▶ _Saved entries_:
= Beginning of Section =
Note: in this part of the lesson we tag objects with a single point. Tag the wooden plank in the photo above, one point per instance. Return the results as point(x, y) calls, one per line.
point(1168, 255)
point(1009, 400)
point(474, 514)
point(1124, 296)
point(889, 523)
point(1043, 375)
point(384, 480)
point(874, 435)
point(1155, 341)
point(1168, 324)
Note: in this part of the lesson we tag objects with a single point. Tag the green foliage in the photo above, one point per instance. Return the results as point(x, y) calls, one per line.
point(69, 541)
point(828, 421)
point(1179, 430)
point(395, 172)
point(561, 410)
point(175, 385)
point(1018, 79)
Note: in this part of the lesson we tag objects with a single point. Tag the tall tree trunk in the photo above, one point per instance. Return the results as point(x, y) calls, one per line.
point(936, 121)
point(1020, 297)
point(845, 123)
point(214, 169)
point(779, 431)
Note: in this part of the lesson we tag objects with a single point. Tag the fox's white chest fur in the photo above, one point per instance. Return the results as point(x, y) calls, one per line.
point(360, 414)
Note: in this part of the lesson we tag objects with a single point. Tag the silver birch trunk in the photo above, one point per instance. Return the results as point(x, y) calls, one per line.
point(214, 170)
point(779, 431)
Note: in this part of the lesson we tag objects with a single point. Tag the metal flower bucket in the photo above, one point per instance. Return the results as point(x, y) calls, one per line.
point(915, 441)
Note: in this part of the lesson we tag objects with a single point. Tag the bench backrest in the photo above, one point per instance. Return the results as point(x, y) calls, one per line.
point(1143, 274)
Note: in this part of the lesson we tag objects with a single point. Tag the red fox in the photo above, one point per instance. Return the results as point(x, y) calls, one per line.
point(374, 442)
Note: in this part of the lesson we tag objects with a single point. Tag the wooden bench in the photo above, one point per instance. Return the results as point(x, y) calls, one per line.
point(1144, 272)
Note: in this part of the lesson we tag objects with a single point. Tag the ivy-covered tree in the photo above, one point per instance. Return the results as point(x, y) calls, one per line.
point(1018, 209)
= End of Section =
▶ _REQUIRED WORK_:
Output each record precisely as written.

▶ _ANSWER BOX_:
Note: in this part of the lesson we tag objects with a single point. Tag the wooden plank in the photo above, one point per instance. Return the results as point(x, y) calls, one per line.
point(1168, 255)
point(1009, 400)
point(474, 514)
point(1124, 296)
point(889, 523)
point(1043, 375)
point(384, 480)
point(874, 435)
point(1155, 341)
point(1168, 324)
Note: in this part of the lesson we tag objects with a single point. Tag the green foliage in the photo above, one point per instance. Return the results as point(x, y) calls, one per line.
point(69, 541)
point(828, 421)
point(1179, 430)
point(395, 172)
point(561, 410)
point(175, 385)
point(1018, 79)
Note: in this part of the lesson we tag objects with a single point. Tag the tall tree trunk in the photo above, one point per instance. Return the results as point(x, y) calls, one per line.
point(936, 121)
point(1020, 297)
point(845, 123)
point(214, 169)
point(779, 431)
Note: in this part of the lesson we tag objects with a single point. Tag the fox's white chest fur in the photo above, one point per instance. Return the results as point(x, y) calls, one per line.
point(360, 414)
Note: in this part of the lesson we tag objects with a single point. Tag the silver birch trunk in the photo above, one point per instance. Return the results as point(x, y) calls, one per line.
point(214, 170)
point(779, 431)
Note: in this part of the lesson we tag objects with a single point. Tag the metal flower bucket in the photo above, one point per instance. Return the results as point(x, y) calls, one per line.
point(915, 441)
Note: in this part of the lesson we tag objects with a single point. Tag the bench backrest in the photo above, one point per instance. Return the results as point(x, y) calls, one per line.
point(1143, 274)
Note: in this part of the lesson we tag objects with a single point. Tag the red fox in the photo above, one point per instance. Return the results as point(x, y) calls, one per line.
point(374, 442)
Note: in this part of the lesson we tag objects with a single point. Tag the wooden bench in the photo above, one point per instance. Return the results as point(x, y) calls, one per line.
point(1144, 272)
Note: in this part of the lesson we tag objects with a single point. Tag the ivy-covered tree in the photo above, one point per instance. Return the results as point(x, y) calls, one per line.
point(1018, 209)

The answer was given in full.